:: INFORMATION SHOWN ::
• • • • •

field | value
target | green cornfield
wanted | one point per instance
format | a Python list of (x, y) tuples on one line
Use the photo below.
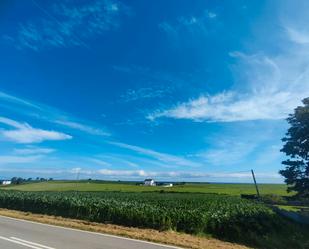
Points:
[(221, 215)]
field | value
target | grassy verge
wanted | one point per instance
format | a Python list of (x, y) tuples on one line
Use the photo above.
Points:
[(165, 237), (216, 188)]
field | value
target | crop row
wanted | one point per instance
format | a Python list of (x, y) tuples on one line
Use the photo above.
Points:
[(191, 213)]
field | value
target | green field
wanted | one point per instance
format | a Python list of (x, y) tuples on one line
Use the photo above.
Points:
[(214, 188)]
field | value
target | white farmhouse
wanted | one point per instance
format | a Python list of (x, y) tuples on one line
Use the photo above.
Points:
[(149, 182)]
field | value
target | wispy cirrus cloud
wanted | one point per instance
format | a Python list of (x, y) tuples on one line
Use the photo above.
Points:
[(4, 160), (24, 133), (67, 24), (269, 89), (145, 93), (194, 25), (30, 150), (163, 157), (83, 127), (47, 114)]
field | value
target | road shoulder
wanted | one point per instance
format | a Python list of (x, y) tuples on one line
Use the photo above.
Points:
[(164, 237)]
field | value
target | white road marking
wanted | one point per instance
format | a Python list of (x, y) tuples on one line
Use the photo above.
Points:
[(32, 243), (95, 233), (19, 243)]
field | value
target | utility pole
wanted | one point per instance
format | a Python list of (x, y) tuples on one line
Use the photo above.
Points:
[(256, 187)]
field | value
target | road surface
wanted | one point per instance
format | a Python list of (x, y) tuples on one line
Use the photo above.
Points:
[(20, 234)]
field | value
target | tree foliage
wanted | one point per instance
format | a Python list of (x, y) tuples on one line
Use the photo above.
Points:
[(296, 147)]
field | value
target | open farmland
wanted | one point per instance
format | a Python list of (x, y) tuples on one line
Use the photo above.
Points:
[(214, 188), (222, 216)]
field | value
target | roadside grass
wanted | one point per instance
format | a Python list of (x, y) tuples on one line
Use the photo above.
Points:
[(215, 188), (164, 237)]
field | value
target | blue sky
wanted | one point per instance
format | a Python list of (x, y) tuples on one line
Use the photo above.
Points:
[(174, 90)]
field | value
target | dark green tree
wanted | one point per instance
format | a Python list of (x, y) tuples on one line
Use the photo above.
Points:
[(296, 147)]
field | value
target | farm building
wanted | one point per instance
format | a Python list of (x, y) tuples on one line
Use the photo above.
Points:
[(168, 185), (149, 182), (5, 182)]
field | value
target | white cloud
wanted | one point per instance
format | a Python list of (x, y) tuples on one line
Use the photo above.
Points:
[(99, 162), (195, 25), (68, 24), (174, 175), (46, 114), (298, 36), (167, 158), (24, 133), (33, 151), (270, 89), (82, 127), (18, 159), (145, 93)]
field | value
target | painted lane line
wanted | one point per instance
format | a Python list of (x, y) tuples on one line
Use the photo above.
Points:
[(20, 243), (32, 243), (88, 232)]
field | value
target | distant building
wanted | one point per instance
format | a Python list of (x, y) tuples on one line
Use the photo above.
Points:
[(149, 182), (5, 182), (168, 185)]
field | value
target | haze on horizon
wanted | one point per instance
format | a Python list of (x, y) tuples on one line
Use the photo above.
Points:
[(121, 90)]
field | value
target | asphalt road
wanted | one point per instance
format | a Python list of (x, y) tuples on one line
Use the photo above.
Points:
[(20, 234)]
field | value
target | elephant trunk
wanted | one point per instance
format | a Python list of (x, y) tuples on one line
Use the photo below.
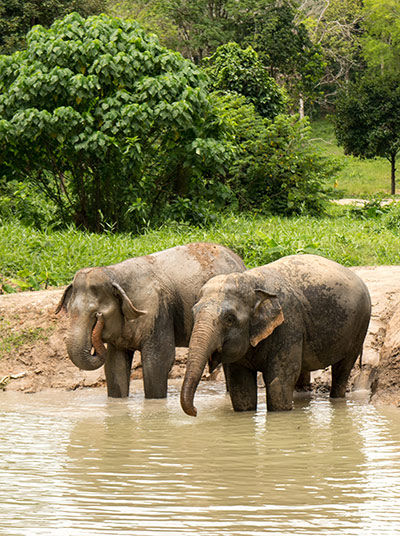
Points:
[(80, 342), (204, 341)]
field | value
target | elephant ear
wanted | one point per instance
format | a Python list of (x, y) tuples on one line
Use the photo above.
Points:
[(63, 303), (128, 309), (267, 315)]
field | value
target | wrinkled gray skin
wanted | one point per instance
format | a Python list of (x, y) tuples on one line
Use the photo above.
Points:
[(145, 304), (297, 314)]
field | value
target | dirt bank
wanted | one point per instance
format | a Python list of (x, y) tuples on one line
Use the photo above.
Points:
[(33, 355)]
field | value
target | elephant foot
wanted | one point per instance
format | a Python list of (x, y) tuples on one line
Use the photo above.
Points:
[(279, 396)]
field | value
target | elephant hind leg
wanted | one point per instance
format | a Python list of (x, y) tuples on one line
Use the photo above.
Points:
[(340, 374)]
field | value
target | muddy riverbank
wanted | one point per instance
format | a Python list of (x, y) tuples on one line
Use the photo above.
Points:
[(33, 356)]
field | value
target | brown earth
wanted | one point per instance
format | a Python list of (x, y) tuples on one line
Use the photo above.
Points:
[(33, 356)]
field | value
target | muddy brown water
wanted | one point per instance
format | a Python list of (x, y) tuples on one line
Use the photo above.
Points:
[(76, 463)]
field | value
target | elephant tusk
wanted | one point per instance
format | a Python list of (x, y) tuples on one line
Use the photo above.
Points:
[(97, 342)]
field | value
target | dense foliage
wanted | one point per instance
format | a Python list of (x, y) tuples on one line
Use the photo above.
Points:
[(232, 68), (367, 120), (277, 169), (108, 123), (18, 16)]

• • • • •

:: JOB ::
Copy all the records above exactly, but leave out the pictures.

:: RESULT FOR THIS TASK ::
field | value
target | green cornfield
wanted | one point per instance
format | a Python list of (x, y) tuples on one line
Use the photo below.
Points:
[(221, 215)]
field | value
target | grassy verge
wanted | one point per instance
format | a Python list of (x, y) tuples on one line
Use the photo above.
Points:
[(165, 237), (216, 188)]
field | value
target | crop row
wanted | one point per instance
format | a Python list of (x, y) tuples on one line
Use the photo above.
Points:
[(191, 213)]
field | value
target | green field
wanted | one point per instance
format | a Python list of (x, y) tuples on one line
Use the photo above.
Points:
[(214, 188)]
field | value
target | white farmhouse
wanted | one point per instance
format | a Python list of (x, y) tuples on one line
Use the photo above.
Points:
[(149, 182)]
field | value
target | wispy cirrus cloud
wanted | one point per instance
format | a Python list of (x, y) tuples on one line
Use the photo above.
Points:
[(4, 160), (24, 133), (67, 24), (269, 89), (145, 93), (194, 25), (30, 150), (163, 157), (83, 127), (47, 114)]
field | value
target | road shoulder
wanted | one point per instance
format | a Python list of (x, y) tuples on one line
Use the photo above.
Points:
[(164, 237)]
field | value
target | white road marking
wanted | one point per instance
format | a Python list of (x, y) tuples on one line
Use the photo above.
Points:
[(32, 243), (95, 233), (19, 243)]
field | value
target | utility pole
wanted | one point per instance
format | a Python list of (x, y) tuples on one line
Use the photo above.
Points:
[(256, 187)]
field | value
target | road surface
wanted | one point per instance
format | a Python list of (x, y) tuples on one line
Use the photo above.
Points:
[(20, 234)]
field | value
target | tree foliage
wanted | one point per instance
format | a Python list of (x, y) tuples on one line
Use the photo above.
Points:
[(296, 147)]
field | value
target | open farmland
wanted | one point per instance
format | a Python list of (x, y) tuples on one line
Use the photo above.
Points:
[(214, 188), (222, 216)]
field | value
target | roadside grass
wanted | one point per instance
format | a Python list of (x, y) tuples on one line
Use the photo above.
Points:
[(215, 188), (164, 237)]
field | value
target | blue sky
wanted | one point per instance
format | a Python list of (x, y) tuples on one line
Use the photo above.
Points:
[(174, 90)]
field | value
target | dark green tree
wanted | one point per instance
format | a Python list of (x, y) tuples on one line
Use the photo above.
Points:
[(296, 147)]
field | value
target | farm building
wanted | one point per instance
format | a Python list of (x, y) tuples on one line
Use the photo above.
Points:
[(168, 185), (149, 182), (5, 182)]
field | value
target | white cloud
wanted | one point per instance
format | a Python list of (x, y) tuples on one line
Use the photo above.
Points:
[(99, 162), (195, 25), (68, 24), (174, 175), (46, 114), (298, 36), (167, 158), (24, 133), (33, 151), (270, 89), (82, 127), (18, 159), (145, 93)]
field | value
target | painted lane line
wanted | one point per instance
format | a Python list of (x, y) tuples on one line
Use the photo above.
Points:
[(20, 243), (32, 243), (88, 232)]
field | value
target | distant building
wanted | one point per instance
format | a Python list of (x, y) tuples on one line
Use the photo above.
Points:
[(149, 182), (5, 182), (168, 185)]
field | value
target | haze on horizon
wanted | one point per instance
format | a Python list of (x, y) tuples on one line
Use the photo above.
Points:
[(121, 90)]
field | value
target | asphalt road
wanted | one point per instance
format | a Python list of (x, y) tuples on one line
Use the photo above.
Points:
[(20, 234)]
field | value
target | elephant trunk
wanted | one point per instance
format | a Python list of (x, y) tuples on one line
Use the photo below.
Points:
[(80, 342), (204, 341)]
field | value
target | elephant ear
wanted | one point per instance
format | a Python list of (x, y) tuples on one line
Use the photo above.
Points:
[(63, 303), (128, 309), (267, 315)]
field | value
target | wrinkled gray skin
wanted | one point per instance
format | a Python list of (x, y) tuples on one line
Use the photo above.
Points:
[(145, 304), (297, 314)]
field | value
target | dirt bank
wanted | one point per instance
format | a Python list of (x, y) tuples on one line
Use the photo above.
Points:
[(33, 355)]
field | value
target | elephant foot
wanted | one point per instance
format | a Python list of (x, y) tuples on one line
Use the photo above.
Points:
[(279, 396)]
field | value
target | elephant hind leg
wanted | one point per instance
format | a Python list of (x, y) tuples on one line
Use the photo above.
Points:
[(340, 374)]
field | value
target | muddy riverbank
wanted | one point per instance
format | a Python list of (x, y) tuples on one line
Use the photo above.
Points:
[(33, 356)]
field | value
target | brown earth
wanted | one point per instance
format | a Python list of (x, y) tuples on one line
Use the photo above.
Points:
[(33, 356)]
field | value
target | muddy brown water
wanted | one point per instance
format | a Python list of (x, y) tuples on one line
Use the photo above.
Points:
[(76, 463)]
field | value
target | elephant tusk
wanted | one point per instance
format | a Python list of (x, y) tuples on one line
Use the photo above.
Points:
[(97, 342)]
field | value
target | dense foliage
wanted | one point per instance
format | a Python list of (x, y) tuples on one line
Use the photo above.
Points:
[(232, 68), (367, 120), (277, 169), (108, 123), (18, 16)]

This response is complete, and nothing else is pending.